Input records
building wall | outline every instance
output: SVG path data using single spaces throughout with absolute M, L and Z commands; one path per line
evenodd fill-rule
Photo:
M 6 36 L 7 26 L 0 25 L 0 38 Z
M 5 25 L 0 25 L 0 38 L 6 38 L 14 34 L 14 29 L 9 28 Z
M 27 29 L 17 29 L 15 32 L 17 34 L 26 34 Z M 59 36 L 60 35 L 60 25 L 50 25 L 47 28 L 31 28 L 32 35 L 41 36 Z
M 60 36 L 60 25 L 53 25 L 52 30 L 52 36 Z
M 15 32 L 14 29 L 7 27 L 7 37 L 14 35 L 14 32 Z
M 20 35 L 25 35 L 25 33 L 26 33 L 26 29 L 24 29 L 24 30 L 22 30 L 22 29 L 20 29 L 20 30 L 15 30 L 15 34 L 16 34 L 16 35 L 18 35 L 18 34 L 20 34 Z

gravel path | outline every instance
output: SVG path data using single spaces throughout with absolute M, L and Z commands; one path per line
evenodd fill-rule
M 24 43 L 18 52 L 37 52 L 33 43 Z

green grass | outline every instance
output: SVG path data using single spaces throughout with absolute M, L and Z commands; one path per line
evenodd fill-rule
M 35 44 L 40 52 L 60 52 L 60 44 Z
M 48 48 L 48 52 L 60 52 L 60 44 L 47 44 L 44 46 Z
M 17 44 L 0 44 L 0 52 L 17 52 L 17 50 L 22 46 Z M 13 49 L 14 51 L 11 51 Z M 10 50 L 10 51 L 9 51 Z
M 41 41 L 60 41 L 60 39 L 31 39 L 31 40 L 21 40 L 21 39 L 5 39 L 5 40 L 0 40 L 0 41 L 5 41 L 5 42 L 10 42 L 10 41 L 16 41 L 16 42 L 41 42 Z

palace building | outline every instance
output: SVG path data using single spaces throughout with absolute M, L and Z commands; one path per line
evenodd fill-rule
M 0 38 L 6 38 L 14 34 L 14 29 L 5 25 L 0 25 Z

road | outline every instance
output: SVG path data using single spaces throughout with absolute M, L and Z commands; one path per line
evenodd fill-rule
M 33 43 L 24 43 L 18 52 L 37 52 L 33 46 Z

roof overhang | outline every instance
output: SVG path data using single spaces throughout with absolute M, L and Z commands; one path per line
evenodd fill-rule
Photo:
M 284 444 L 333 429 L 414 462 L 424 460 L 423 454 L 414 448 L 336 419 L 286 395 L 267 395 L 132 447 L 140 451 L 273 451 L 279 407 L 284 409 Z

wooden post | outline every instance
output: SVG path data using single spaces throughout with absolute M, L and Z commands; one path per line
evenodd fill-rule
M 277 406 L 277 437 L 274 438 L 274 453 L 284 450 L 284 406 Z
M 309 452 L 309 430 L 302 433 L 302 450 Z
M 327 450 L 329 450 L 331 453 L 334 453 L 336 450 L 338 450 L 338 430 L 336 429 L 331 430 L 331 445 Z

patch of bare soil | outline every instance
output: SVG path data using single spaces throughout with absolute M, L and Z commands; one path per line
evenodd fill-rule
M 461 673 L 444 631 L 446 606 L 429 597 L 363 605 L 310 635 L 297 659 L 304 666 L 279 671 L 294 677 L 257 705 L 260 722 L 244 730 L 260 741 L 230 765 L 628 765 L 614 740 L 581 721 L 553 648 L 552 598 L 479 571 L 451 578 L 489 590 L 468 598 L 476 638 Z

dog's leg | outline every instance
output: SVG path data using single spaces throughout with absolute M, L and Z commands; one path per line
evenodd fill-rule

Activity
Could you repeat every record above exactly as it appears?

Completed exercise
building wall | outline every instance
output: SVG path data using single spaces throughout with absolute M, L and Z commands; one path per line
evenodd fill-rule
Photo:
M 6 36 L 7 26 L 0 25 L 0 38 Z
M 5 25 L 0 25 L 0 38 L 6 38 L 14 34 L 14 29 L 9 28 Z
M 27 29 L 17 29 L 15 32 L 17 34 L 26 34 Z M 59 36 L 60 35 L 60 25 L 50 25 L 47 28 L 31 28 L 32 35 L 41 36 Z
M 60 36 L 60 25 L 53 25 L 52 30 L 52 36 Z
M 15 32 L 14 29 L 7 27 L 7 37 L 14 35 L 14 32 Z
M 20 35 L 25 35 L 25 33 L 26 33 L 26 29 L 24 29 L 24 30 L 22 30 L 22 29 L 20 29 L 20 30 L 15 30 L 15 34 L 16 34 L 16 35 L 18 35 L 18 34 L 20 34 Z

gravel path | outline every instance
output: SVG path data using single spaces throughout with absolute M, L and Z commands; one path per line
evenodd fill-rule
M 24 43 L 18 52 L 37 52 L 33 43 Z

green grass | outline every instance
output: SVG path data using single spaces throughout with absolute M, L and Z commands; one path per line
evenodd fill-rule
M 35 44 L 40 52 L 60 52 L 60 44 Z
M 48 48 L 48 52 L 60 52 L 60 44 L 47 44 L 44 46 Z
M 17 44 L 0 44 L 0 52 L 17 52 L 17 50 L 22 46 Z M 13 49 L 14 51 L 11 51 Z M 10 50 L 10 51 L 9 51 Z
M 41 41 L 60 41 L 60 39 L 31 39 L 31 40 L 21 40 L 21 39 L 5 39 L 5 40 L 0 40 L 0 41 L 5 41 L 5 42 L 10 42 L 10 41 L 16 41 L 16 42 L 41 42 Z

palace building | outline every instance
output: SVG path data using single spaces throughout with absolute M, L and Z commands; one path per line
evenodd fill-rule
M 0 38 L 6 38 L 14 34 L 14 29 L 5 25 L 0 25 Z

road | outline every instance
output: SVG path data using single spaces throughout with absolute M, L and Z commands; one path per line
evenodd fill-rule
M 33 43 L 24 43 L 18 52 L 37 52 L 33 46 Z

roof overhang | outline every instance
output: SVG path data using single spaces throughout with absolute M, L and Z commands; one path per line
evenodd fill-rule
Photo:
M 284 444 L 333 429 L 414 462 L 424 460 L 423 454 L 414 448 L 336 419 L 286 395 L 267 395 L 132 447 L 140 451 L 273 451 L 279 407 L 284 409 Z

wooden post | outline every instance
output: SVG path data using single spaces throughout with absolute M, L and Z commands; one path per line
evenodd fill-rule
M 277 406 L 277 437 L 274 438 L 274 453 L 284 450 L 284 406 Z
M 309 452 L 309 430 L 302 433 L 302 450 Z
M 327 450 L 329 450 L 331 453 L 334 453 L 336 450 L 338 450 L 338 430 L 336 429 L 331 430 L 331 445 Z

patch of bare soil | outline every instance
output: SVG path data using single spaces throughout with absolute M, L and Z commands; one path per line
evenodd fill-rule
M 461 673 L 444 631 L 446 606 L 429 597 L 363 605 L 310 635 L 297 659 L 304 666 L 279 671 L 294 677 L 257 705 L 260 722 L 244 730 L 260 741 L 230 765 L 628 765 L 614 740 L 581 721 L 553 648 L 552 598 L 479 571 L 451 578 L 489 590 L 468 598 L 476 638 Z

dog's leg | outline every instance
output: SVG path data using single spaces throughout with absolute M, L and Z commands; one path per line
evenodd fill-rule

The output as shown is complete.